Data to process: Begin

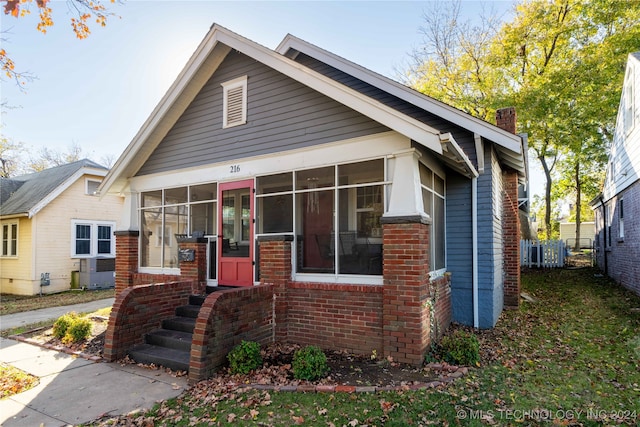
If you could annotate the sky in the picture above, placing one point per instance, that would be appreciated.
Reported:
(98, 92)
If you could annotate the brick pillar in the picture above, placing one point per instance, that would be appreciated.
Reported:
(405, 309)
(506, 119)
(275, 269)
(126, 258)
(511, 239)
(195, 270)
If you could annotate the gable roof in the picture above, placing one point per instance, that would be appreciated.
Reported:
(509, 145)
(211, 52)
(26, 195)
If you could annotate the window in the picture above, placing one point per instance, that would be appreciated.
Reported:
(433, 197)
(234, 100)
(9, 240)
(91, 187)
(180, 210)
(621, 218)
(92, 238)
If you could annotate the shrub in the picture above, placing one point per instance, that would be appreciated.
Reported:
(309, 363)
(461, 348)
(245, 357)
(78, 330)
(62, 324)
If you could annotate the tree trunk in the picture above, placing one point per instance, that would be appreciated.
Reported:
(576, 247)
(547, 197)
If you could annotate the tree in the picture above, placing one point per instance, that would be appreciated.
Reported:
(559, 62)
(9, 157)
(83, 12)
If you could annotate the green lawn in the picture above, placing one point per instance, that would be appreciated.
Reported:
(571, 358)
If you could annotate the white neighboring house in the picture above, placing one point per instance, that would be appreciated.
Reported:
(52, 224)
(617, 240)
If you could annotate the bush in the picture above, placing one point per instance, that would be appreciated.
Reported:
(80, 329)
(245, 357)
(460, 348)
(309, 363)
(62, 324)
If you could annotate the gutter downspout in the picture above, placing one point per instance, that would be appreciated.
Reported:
(474, 249)
(604, 232)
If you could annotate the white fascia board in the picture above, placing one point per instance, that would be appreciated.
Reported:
(377, 111)
(448, 139)
(467, 121)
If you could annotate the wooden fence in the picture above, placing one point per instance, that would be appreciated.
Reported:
(547, 254)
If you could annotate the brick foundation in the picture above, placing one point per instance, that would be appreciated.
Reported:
(225, 319)
(126, 258)
(138, 310)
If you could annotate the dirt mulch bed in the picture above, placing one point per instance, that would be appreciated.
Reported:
(344, 368)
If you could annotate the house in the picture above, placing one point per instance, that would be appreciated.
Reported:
(368, 214)
(587, 234)
(617, 242)
(53, 224)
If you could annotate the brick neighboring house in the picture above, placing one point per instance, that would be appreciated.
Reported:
(312, 201)
(617, 241)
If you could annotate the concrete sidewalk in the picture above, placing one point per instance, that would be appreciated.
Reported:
(10, 321)
(74, 391)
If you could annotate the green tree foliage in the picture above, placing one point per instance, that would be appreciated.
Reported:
(559, 62)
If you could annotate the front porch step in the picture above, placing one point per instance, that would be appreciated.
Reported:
(180, 323)
(176, 340)
(170, 346)
(177, 360)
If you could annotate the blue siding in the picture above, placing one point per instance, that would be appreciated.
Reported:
(459, 247)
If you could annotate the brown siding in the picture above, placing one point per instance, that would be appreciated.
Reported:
(282, 115)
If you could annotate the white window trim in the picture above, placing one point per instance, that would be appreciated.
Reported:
(240, 82)
(10, 237)
(94, 238)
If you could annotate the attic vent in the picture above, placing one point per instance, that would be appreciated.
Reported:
(234, 102)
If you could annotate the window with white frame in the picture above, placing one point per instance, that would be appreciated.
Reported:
(91, 187)
(234, 99)
(92, 238)
(433, 199)
(9, 240)
(165, 213)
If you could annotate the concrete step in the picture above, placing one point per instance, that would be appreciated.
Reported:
(180, 323)
(176, 340)
(188, 311)
(177, 360)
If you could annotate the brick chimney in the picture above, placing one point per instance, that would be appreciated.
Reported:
(506, 119)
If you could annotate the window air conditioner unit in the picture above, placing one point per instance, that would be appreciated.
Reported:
(97, 273)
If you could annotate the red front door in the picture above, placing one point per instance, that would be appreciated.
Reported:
(235, 243)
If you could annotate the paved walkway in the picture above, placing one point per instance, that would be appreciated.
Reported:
(73, 390)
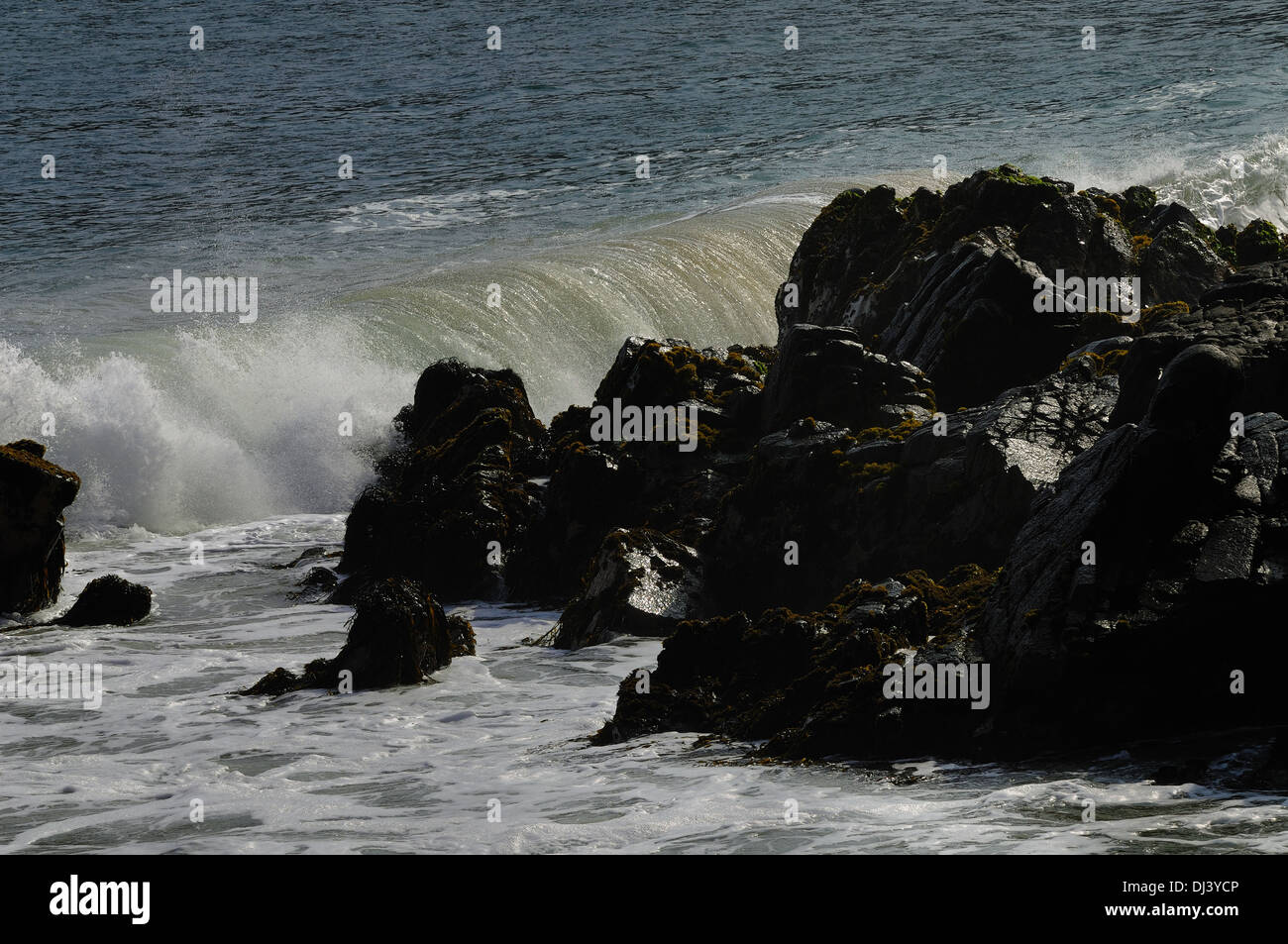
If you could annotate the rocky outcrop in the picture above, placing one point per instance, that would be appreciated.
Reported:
(819, 505)
(398, 636)
(1072, 496)
(108, 600)
(952, 291)
(640, 583)
(827, 373)
(33, 496)
(597, 484)
(1103, 620)
(811, 685)
(458, 492)
(1245, 316)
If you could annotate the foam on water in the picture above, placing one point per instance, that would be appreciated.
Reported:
(413, 769)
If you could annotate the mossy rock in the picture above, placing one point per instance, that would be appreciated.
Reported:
(1258, 243)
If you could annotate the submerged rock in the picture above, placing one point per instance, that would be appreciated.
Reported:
(953, 291)
(398, 636)
(597, 485)
(456, 494)
(33, 496)
(820, 504)
(108, 600)
(812, 685)
(640, 583)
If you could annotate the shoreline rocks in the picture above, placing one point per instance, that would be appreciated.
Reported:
(398, 635)
(33, 496)
(928, 478)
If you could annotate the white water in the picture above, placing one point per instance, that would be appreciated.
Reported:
(214, 423)
(412, 769)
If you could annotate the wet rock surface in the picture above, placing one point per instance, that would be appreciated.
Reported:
(108, 600)
(33, 496)
(640, 583)
(398, 636)
(935, 518)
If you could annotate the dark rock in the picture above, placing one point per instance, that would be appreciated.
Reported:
(1177, 262)
(1185, 522)
(640, 583)
(827, 373)
(108, 600)
(1257, 243)
(460, 480)
(596, 487)
(811, 685)
(1245, 317)
(398, 636)
(954, 292)
(33, 496)
(890, 500)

Data to process: End

What is expected: Output each line above exactly as it stands, omitting the pictures.

Result of the task:
If you could annotate the sky in the picture above, placing one point per instance, that would be appreciated.
Reported:
(98, 92)
If you could annotate the brick pillar in the picture above, placing one point per instance, that would be appreciated.
Reported:
(405, 309)
(506, 119)
(275, 269)
(126, 258)
(511, 239)
(195, 270)
If you could annotate the gable roof in the picture above, placing one point per instance, that would be appreciated.
Reported:
(509, 145)
(211, 52)
(26, 195)
If you could annotate the window in the picture above, placing one point per instance, that would be appreciated.
Reported:
(433, 197)
(234, 100)
(9, 240)
(91, 187)
(180, 210)
(621, 218)
(92, 238)
If you could annotate the shrub in the picture above, placing one point per instance, that would be appreciated.
Reported:
(309, 363)
(461, 348)
(245, 357)
(78, 330)
(62, 324)
If you could annotate the tree trunk in the picture above, placing one point per instance, that would be appreciated.
Reported:
(576, 247)
(547, 197)
If you could annotate the tree in the picture above, placing one point per instance, that would be appreciated.
Reported:
(559, 62)
(9, 157)
(83, 12)
If you could annotate the green lawn in the picture above, placing one point per instance, that would be appreciated.
Reported:
(571, 358)
If you could annotate the white neighboring house in the picture above, placing one point per instance, that would be appreciated.
Reported:
(52, 224)
(617, 240)
If you could annotate the bush in the picture above, placing one point per instance, that would be appreciated.
Reported:
(80, 329)
(245, 357)
(460, 348)
(309, 363)
(62, 324)
If you could annotate the gutter downspout in the picture above, placing one point per instance, that would be appreciated.
Reported:
(474, 249)
(604, 232)
If you could annotate the white fascia board in the picture above, placing one point per instance, that would be appreciated.
Reported:
(377, 111)
(448, 139)
(467, 121)
If you could annotate the wooden fence in the picture above, placing one point per instance, that would be appreciated.
Reported:
(547, 254)
If you could annotate the brick foundation in the picture above, placing one point per instance, that would be appreciated.
Reported:
(225, 319)
(126, 258)
(138, 310)
If you could annotate the dirt mulch bed in the picture above, placing one point per instance, that would be appreciated.
Reported:
(344, 368)
If you could annotate the house in the picture above, placing one point per instance, that would be appreciated.
Reported:
(368, 214)
(587, 234)
(617, 242)
(53, 224)
If you could annotate the brick neighboring house in the picture above, placing one point per instance, that would be appreciated.
Reported:
(312, 201)
(617, 241)
If you could annotate the concrete sidewalk in the picture above, placing one point per instance, that would be appreciated.
Reported:
(10, 321)
(74, 391)
If you could annotate the green tree foliage in the picture above, placing one point per instance, that would be appreciated.
Reported:
(559, 62)
If you could annotate the front porch step in the picture above, placing one point per instance, that would be appreciated.
Reported:
(180, 323)
(176, 340)
(170, 346)
(177, 360)
If you could annotate the blue siding in the picture above, placing one point per instance, that would be appreciated.
Reported:
(459, 247)
If you could annotate the brown siding in the picture above, placing one point per instance, that would be appreciated.
Reported:
(282, 115)
If you could annotate the white window trim in the picture above, placing one point per instance, that would be appreciated.
Reported:
(240, 82)
(10, 237)
(94, 238)
If you could annotate the attic vent in the picture above, placing one point per instance, that would be appreciated.
Reported:
(234, 102)
If you could annotate the window with white frame in the picture above, placing one point per instance, that would be appreciated.
Reported:
(91, 187)
(234, 99)
(92, 238)
(433, 199)
(9, 240)
(165, 213)
If you could annotate the concrete step in the picture above, placing one point per instance, that would be appreciated.
Reported:
(180, 323)
(176, 340)
(188, 311)
(177, 360)
If you could annotate the brick chimney in the picture above, placing one point per instance, that would be appreciated.
Reported:
(506, 119)
If you could annotate the window air conditioner unit in the picture above, placing one point per instance, that would be appreciated.
Reported:
(97, 273)
If you could annotate the red front door in the picture above, placing one point per instance, that would be appreciated.
Reported:
(235, 243)
If you could annotate the paved walkway in the picture above, placing one point per instance, that would be appreciated.
Reported:
(73, 390)
If you could annotate the rocky outcrop in the picture above, placing one point per instance, that would be appreciated.
Reported:
(819, 505)
(398, 636)
(1072, 496)
(108, 600)
(952, 291)
(640, 583)
(827, 373)
(33, 496)
(597, 484)
(1103, 620)
(811, 685)
(458, 492)
(1245, 316)
If you could annotate the foam on water in the picture above, placing one point per instance, that would be appreciated.
Reported:
(413, 769)
If you could annotate the mossy rock in the picture above, placing one point per instance, that would be appreciated.
Reported:
(1258, 243)
If you could annotate the submerged rock in the picture above, placing one point per instance, that would be appreciated.
Reported:
(953, 291)
(398, 636)
(597, 485)
(456, 494)
(33, 496)
(820, 504)
(108, 600)
(812, 685)
(640, 583)
If you could annotate the shoreline rocks in the picture above, placing one point per instance, that would be appreciated.
Reported:
(398, 635)
(33, 496)
(928, 478)
If you could annotate the white water in the picture above, placing one point per instance, that would be appreciated.
Reported:
(214, 423)
(412, 769)
If you could annotate the wet rock surface in the picture above, placing one point per instance, that would be appreciated.
Reported:
(108, 600)
(33, 496)
(640, 583)
(398, 636)
(935, 518)
If you could annotate the dark rock in the picture above, placing one point per instance, that would be appreciated.
Reported:
(1177, 262)
(1185, 522)
(640, 583)
(827, 373)
(108, 600)
(1257, 243)
(460, 480)
(596, 487)
(811, 685)
(1245, 317)
(398, 636)
(954, 292)
(33, 496)
(890, 500)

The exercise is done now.